List every line below containing "instance".
● ● ● ●
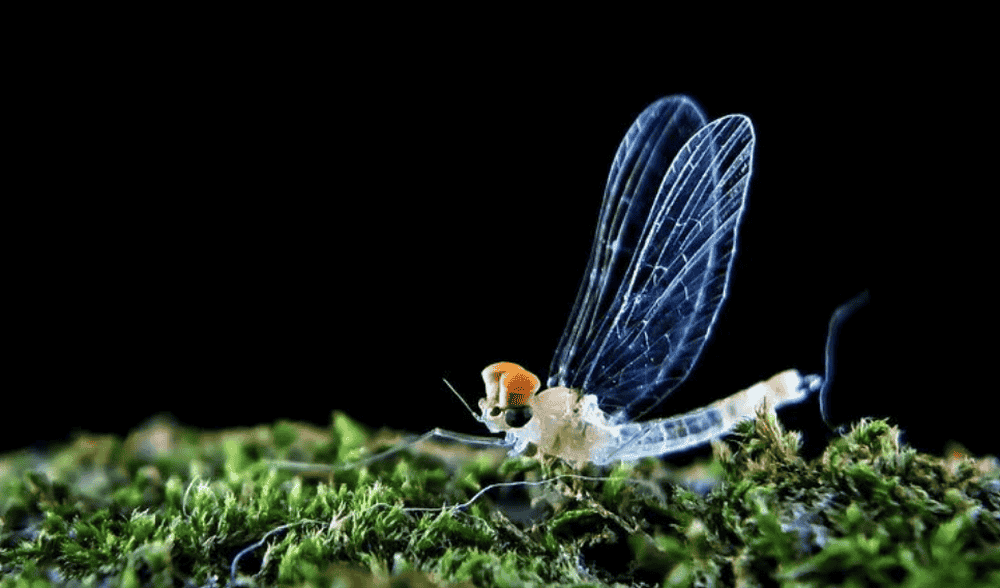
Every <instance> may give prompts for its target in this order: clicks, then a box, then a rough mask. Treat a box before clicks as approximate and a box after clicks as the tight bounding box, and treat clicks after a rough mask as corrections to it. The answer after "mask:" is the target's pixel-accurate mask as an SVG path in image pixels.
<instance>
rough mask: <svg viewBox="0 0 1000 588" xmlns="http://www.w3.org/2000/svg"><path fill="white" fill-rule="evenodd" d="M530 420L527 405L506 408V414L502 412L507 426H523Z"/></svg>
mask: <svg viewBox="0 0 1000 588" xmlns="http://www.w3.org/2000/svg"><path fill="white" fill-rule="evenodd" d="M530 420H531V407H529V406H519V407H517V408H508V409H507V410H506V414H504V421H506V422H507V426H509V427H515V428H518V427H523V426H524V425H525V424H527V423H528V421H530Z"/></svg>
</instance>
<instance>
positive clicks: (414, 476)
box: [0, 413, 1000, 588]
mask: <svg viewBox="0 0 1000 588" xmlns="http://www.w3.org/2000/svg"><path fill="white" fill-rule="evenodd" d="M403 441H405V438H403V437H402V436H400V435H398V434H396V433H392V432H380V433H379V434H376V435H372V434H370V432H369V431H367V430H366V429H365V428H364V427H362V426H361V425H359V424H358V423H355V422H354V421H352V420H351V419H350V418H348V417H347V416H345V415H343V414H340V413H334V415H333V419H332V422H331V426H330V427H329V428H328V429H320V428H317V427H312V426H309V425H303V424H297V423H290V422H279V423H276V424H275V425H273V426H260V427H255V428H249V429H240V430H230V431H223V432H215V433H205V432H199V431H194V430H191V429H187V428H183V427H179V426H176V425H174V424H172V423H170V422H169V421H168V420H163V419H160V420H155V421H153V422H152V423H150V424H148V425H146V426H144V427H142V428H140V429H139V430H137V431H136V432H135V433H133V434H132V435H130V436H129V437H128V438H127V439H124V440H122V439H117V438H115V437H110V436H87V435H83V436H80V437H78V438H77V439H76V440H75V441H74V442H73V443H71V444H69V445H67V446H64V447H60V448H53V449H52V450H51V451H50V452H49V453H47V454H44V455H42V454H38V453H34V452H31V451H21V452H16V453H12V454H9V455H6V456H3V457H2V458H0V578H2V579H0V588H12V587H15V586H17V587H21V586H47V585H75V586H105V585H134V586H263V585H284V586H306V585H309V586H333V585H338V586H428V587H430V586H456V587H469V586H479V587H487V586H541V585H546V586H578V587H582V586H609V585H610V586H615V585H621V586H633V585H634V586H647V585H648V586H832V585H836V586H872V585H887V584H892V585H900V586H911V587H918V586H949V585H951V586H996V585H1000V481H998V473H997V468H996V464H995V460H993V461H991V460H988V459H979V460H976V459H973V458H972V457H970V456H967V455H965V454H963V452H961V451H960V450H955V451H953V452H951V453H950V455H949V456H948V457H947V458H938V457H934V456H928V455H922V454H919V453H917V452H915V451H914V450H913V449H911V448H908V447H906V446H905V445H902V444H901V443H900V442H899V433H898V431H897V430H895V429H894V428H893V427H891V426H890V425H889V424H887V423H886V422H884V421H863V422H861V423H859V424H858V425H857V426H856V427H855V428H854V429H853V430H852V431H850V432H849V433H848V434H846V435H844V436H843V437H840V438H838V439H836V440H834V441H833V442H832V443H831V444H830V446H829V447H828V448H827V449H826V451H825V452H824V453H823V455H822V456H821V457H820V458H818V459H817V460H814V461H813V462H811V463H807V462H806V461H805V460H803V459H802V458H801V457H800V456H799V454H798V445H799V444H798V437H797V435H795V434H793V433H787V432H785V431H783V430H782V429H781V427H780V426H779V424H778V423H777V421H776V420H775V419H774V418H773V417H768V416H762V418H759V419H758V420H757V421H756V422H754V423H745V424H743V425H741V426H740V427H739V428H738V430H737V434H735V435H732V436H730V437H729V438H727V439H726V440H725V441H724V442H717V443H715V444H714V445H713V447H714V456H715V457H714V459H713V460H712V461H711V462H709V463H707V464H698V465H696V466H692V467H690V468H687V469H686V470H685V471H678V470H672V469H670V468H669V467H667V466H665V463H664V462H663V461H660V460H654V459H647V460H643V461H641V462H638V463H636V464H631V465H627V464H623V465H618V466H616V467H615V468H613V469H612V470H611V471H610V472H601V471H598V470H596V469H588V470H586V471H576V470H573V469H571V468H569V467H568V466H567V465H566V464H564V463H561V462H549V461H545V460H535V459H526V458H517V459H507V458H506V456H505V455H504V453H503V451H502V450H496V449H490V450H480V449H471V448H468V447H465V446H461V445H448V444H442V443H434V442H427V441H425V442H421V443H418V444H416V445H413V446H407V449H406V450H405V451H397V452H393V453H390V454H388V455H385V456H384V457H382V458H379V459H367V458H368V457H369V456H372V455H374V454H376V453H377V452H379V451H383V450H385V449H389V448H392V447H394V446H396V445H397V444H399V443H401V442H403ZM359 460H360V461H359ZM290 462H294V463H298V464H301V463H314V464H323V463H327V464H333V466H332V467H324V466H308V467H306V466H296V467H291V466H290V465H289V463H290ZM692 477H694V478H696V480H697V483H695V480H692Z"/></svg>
● ● ● ●
Your response:
Every <instance> may give prompts for its target in this order: clicks, then a box, then a rough mask. Treat a box before clicks as approximate and a box after clicks as the tight bounding box, and treat clicks after a rough mask as corrections to it. The answer after "mask:" is the target's pixel-accurate mask as an SVG path in image pixels.
<instance>
</instance>
<instance>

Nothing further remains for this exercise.